§ DOCUMENT EXCERPT:
● ● ●
Sources told Reuters that authorities intervened on Thursday last week, with money market data pointing to about $35 billion sold to support the yen. Market activity since then included three abrupt intraday spikes in the yen during Golden Week through Wednesday, when the currency surged as high as 155.00. On Thursday, the yen traded around 156.30 per dollar.
Commenting on the rapid intraday moves, Takeuchi said: "The price action certainly looks like intervention," and he added that authorities were likely to keep stepping into markets to prevent abrupt yen falls. He also acknowledged the limits of intervention: Japanese authorities, he said, understand they "have no power to change the weak-yen tide around. Their goal is to stop yen falls in hope external factors would turn in their favour."
The MOF, which determines currency policy, has not publicly confirmed intervention. Under Japan's established institutional framework, the ministry authorizes intervention and the Bank of Japan acts as its agent to execute any transactions.
Beyond conventional yen-buying intervention, the government's top currency diplomat, Atsushi Mimura, has reportedly suggested the possibility of intervening in crude oil futures to dampen speculative swings that may be feeding yen volatility. Takeuchi dismissed such a move as highly improbable, arguing the logistics and operational risks would make oil-futures intervention impractical.
● ● ●
§ AIM OF THE EXERCISE: In the yen intervention report, reproduce the part that opens with the words "The MOF, which" and closes with "execute any transactions.", changing "authorizes" to "approves".

(Position identification records)
● ● ●
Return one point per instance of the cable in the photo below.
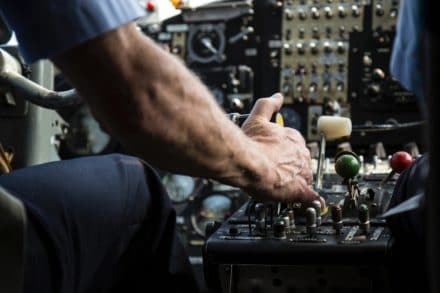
(386, 126)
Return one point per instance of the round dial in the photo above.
(291, 118)
(206, 43)
(179, 187)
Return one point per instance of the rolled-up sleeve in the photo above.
(45, 28)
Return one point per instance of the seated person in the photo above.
(105, 224)
(409, 265)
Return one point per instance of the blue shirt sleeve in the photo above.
(45, 28)
(406, 59)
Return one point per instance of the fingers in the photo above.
(307, 195)
(266, 107)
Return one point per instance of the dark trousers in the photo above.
(99, 224)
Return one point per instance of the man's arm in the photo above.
(150, 102)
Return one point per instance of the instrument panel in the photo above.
(327, 57)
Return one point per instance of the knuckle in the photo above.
(262, 102)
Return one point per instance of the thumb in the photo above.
(266, 107)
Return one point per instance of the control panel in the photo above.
(345, 246)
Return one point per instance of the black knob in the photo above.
(211, 227)
(279, 228)
(233, 231)
(373, 90)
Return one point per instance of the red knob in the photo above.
(150, 6)
(400, 161)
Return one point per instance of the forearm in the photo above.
(151, 103)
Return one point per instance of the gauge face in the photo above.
(206, 43)
(218, 95)
(291, 118)
(214, 207)
(85, 136)
(179, 187)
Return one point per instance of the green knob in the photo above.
(347, 166)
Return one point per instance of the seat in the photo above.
(12, 237)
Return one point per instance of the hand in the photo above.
(289, 173)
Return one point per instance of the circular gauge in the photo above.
(179, 187)
(214, 207)
(84, 135)
(291, 118)
(206, 43)
(218, 95)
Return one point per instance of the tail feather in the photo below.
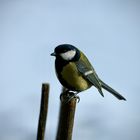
(112, 91)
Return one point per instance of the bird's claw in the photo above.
(67, 96)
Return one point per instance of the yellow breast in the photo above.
(71, 75)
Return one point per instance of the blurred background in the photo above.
(108, 32)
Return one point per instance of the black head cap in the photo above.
(65, 48)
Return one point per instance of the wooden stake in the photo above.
(43, 112)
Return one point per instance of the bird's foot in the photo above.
(67, 96)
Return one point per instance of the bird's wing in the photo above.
(88, 72)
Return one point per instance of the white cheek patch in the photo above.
(68, 55)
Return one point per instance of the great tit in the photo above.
(76, 73)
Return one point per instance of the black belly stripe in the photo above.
(59, 65)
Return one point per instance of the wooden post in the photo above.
(66, 120)
(43, 112)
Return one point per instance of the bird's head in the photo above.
(66, 52)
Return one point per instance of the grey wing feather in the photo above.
(91, 77)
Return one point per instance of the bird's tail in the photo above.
(112, 91)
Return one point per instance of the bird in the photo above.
(75, 72)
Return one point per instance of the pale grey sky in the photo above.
(108, 32)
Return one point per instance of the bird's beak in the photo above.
(53, 54)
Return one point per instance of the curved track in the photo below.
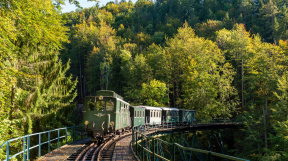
● ● ●
§ RESULT OF THIS TASK:
The MOF, which determines currency policy, has not publicly confirmed intervention. Under Japan's established institutional framework, the ministry approves intervention and the Bank of Japan acts as its agent to execute any transactions.